• **EXERCISE REQUIREMENTS**
Which lines of the listing below contain the word "egret"? Gather each of them and copy it out.

-------- MATERIAL FOR THIS TASK --------

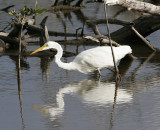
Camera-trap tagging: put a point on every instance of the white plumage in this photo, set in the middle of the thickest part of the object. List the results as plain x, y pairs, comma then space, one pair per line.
89, 60
111, 2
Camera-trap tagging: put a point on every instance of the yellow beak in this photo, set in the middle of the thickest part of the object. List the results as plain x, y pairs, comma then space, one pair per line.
39, 49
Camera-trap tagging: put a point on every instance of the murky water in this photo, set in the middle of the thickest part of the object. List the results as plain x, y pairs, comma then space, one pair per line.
56, 99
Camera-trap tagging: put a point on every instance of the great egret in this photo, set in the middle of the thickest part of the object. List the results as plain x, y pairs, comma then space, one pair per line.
111, 2
89, 60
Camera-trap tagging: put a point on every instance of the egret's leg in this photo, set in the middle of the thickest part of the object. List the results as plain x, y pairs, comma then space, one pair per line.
118, 77
99, 73
111, 70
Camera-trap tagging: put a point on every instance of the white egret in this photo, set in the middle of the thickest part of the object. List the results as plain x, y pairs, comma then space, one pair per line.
111, 2
88, 60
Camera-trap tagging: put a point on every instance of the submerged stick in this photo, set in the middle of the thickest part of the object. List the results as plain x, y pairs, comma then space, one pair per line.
143, 39
109, 37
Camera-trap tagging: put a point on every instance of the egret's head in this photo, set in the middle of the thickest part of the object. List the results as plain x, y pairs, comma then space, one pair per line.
53, 46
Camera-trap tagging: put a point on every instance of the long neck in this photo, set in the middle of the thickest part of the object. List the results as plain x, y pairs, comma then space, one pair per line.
67, 66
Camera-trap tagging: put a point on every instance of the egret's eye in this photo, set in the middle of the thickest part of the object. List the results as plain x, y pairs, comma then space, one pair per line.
53, 50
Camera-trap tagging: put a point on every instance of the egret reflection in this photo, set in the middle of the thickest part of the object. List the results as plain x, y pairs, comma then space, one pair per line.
91, 93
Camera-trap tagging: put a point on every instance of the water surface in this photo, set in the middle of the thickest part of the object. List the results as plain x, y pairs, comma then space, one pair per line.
56, 99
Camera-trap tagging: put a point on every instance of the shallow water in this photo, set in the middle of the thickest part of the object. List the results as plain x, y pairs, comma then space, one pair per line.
56, 99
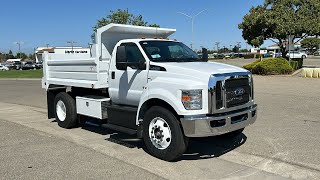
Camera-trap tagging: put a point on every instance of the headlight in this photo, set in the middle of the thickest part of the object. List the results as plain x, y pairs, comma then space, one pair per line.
192, 99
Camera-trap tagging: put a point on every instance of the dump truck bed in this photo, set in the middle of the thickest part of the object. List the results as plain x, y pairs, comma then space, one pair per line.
91, 70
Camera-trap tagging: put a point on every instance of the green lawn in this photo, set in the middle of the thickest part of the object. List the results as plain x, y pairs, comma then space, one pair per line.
21, 74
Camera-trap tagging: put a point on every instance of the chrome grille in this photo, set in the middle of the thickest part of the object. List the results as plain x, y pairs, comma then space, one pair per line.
228, 92
237, 92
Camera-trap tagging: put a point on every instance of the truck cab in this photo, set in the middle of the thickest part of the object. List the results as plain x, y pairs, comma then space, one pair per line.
139, 82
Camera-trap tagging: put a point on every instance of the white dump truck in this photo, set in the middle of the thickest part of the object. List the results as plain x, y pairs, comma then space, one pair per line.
137, 81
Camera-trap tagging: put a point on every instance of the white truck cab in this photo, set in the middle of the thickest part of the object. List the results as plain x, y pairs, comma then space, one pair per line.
137, 81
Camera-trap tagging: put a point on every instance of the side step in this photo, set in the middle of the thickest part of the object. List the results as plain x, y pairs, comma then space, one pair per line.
120, 129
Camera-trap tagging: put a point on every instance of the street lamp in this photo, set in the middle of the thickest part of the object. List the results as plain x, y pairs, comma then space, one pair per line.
217, 44
238, 43
192, 22
19, 46
71, 42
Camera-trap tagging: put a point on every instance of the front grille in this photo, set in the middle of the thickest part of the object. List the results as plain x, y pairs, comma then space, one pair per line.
237, 92
230, 92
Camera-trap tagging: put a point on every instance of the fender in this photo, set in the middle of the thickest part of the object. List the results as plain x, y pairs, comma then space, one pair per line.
169, 91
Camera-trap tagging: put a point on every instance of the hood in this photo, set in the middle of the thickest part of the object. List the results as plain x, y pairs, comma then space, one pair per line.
200, 68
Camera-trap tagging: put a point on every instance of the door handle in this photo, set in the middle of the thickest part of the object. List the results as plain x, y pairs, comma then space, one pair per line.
113, 75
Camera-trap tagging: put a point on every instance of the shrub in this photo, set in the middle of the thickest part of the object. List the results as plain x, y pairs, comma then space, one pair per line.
294, 65
270, 66
249, 56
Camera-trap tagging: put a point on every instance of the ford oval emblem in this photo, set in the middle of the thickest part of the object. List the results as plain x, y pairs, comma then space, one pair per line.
239, 91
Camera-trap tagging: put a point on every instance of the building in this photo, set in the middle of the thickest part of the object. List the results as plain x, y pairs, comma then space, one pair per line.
60, 50
14, 60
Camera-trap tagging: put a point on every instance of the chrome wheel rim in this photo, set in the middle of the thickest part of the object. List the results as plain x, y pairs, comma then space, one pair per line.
160, 133
61, 110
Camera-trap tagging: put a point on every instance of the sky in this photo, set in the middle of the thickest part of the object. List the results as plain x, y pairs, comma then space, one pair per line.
39, 22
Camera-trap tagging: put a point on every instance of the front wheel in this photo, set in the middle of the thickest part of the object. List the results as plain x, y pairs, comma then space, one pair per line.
162, 134
65, 110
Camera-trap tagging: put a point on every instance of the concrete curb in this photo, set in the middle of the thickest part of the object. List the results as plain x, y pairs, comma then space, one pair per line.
20, 79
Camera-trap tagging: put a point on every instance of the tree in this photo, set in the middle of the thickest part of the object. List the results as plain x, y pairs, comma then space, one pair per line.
122, 17
235, 49
310, 43
9, 55
32, 56
21, 56
276, 19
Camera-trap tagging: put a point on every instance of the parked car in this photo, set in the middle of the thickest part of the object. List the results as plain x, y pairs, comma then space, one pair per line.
39, 65
28, 65
3, 68
297, 55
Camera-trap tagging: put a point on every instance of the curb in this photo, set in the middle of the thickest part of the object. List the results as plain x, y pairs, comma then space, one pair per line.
20, 79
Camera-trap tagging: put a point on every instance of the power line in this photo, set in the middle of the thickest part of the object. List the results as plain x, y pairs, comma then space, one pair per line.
192, 23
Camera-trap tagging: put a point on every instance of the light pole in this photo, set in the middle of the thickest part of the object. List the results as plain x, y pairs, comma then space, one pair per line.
19, 46
238, 44
217, 44
192, 23
71, 42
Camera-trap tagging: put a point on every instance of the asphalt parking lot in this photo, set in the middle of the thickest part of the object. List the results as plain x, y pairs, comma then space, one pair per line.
283, 143
311, 61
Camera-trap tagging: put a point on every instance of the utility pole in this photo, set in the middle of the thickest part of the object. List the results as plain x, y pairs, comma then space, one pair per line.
19, 47
217, 44
192, 23
238, 44
72, 43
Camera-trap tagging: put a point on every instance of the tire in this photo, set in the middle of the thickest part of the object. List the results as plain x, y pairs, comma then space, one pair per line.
171, 147
65, 110
234, 133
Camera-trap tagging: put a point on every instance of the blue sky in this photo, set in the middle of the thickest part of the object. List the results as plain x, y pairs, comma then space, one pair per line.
39, 22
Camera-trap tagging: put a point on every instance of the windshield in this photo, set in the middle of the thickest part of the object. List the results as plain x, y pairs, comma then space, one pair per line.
169, 51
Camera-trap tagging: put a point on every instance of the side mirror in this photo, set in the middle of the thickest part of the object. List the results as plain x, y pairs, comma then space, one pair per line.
204, 55
142, 65
121, 58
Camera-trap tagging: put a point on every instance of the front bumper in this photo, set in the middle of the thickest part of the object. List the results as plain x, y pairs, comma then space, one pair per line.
204, 126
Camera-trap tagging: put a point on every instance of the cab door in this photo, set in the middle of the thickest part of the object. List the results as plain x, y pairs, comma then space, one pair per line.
126, 86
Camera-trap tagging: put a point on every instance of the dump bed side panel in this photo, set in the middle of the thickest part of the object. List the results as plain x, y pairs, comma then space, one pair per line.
78, 70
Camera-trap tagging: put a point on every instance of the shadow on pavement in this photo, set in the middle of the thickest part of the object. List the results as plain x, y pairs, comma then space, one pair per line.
199, 148
212, 147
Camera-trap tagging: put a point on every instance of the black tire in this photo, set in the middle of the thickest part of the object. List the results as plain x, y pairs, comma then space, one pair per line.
178, 143
70, 120
234, 133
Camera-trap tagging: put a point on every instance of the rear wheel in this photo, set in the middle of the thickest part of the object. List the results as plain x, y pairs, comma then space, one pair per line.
65, 110
162, 134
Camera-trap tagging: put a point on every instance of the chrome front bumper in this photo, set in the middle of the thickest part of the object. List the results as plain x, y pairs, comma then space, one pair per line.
203, 126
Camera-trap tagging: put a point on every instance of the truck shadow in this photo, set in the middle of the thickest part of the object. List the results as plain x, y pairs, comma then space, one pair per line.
212, 147
199, 148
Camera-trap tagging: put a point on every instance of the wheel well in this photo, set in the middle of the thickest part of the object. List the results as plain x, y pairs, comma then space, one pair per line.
51, 94
156, 102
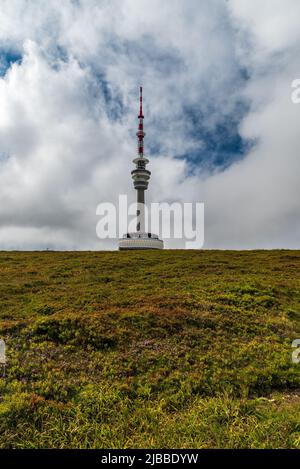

--------

• **TASK SOLUTION**
Camera-trap tagging: put a point on every instance of the great egret in this photo, set in the middle of the thickest part of the object. List the results as plain x, y pairs, comma then space, one pair per line.
Camera-trap tagging: put a point on every instance of the egret's leg in this photo, set in the middle of the thickest part of the object. List the results as plain x, y pairs, comma then space, one pair per line.
Camera-trap tagging: put a point on every instance of the white egret in this photo, set in the middle of the thickest part of the object. List the results as plain x, y pairs, comma then space, one pair per line.
Camera-trap tagging: put a point on every instance of the egret's head in this photo, set in the middle of the thickest part of the object. List the results as plain x, y pairs, comma then space, one pair per line.
Camera-trap tagging: put a point on every instance of the egret's eye in this photo, set in the middle of the thickest part of the object. List the results as plain x, y pairs, comma then space, one pair per line.
Camera-trap tagging: put a point on every instance of the egret reflection in this photo, set in the middle of the thickest part of the object. List the results as plain x, y pairs, comma then space, one pair per line.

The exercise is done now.